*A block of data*

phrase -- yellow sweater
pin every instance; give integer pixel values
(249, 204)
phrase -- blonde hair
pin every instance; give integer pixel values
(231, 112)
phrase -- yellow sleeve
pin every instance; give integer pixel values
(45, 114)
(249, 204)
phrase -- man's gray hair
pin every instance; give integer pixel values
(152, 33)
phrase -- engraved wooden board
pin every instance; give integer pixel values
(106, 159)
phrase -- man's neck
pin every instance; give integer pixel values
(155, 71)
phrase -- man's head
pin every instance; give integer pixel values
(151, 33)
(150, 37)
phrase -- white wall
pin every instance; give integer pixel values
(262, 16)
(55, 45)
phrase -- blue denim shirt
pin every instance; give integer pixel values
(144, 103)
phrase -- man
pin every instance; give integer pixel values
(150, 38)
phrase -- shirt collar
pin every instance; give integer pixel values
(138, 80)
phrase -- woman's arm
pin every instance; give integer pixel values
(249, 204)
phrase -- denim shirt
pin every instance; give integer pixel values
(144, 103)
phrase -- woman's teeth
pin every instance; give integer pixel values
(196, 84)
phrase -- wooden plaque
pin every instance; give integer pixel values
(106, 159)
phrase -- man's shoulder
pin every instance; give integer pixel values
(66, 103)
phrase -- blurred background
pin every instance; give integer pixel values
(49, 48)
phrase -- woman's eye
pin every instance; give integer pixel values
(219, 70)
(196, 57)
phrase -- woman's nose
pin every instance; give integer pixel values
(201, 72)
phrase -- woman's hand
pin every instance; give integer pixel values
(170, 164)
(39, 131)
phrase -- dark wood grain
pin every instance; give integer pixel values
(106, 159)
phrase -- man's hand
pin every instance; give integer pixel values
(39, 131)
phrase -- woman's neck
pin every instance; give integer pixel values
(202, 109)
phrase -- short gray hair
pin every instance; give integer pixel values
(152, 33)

*Instruction*
Reproduce every line of the material from the line with "phrase -- dark wood grain" up to and including the last line, changing nothing except the answer coordinates. Offset each of those coordinate values by adding 37 to it.

*Completed exercise*
phrase -- dark wood grain
pin every instance; give integer pixel values
(143, 196)
phrase -- man's hand
pin every instance; give integer pixel values
(76, 168)
phrase -- woman's neck
pin every instance; give integer pixel values
(239, 146)
phrase -- short gray hair
pin every instance; give integer pixel values
(189, 70)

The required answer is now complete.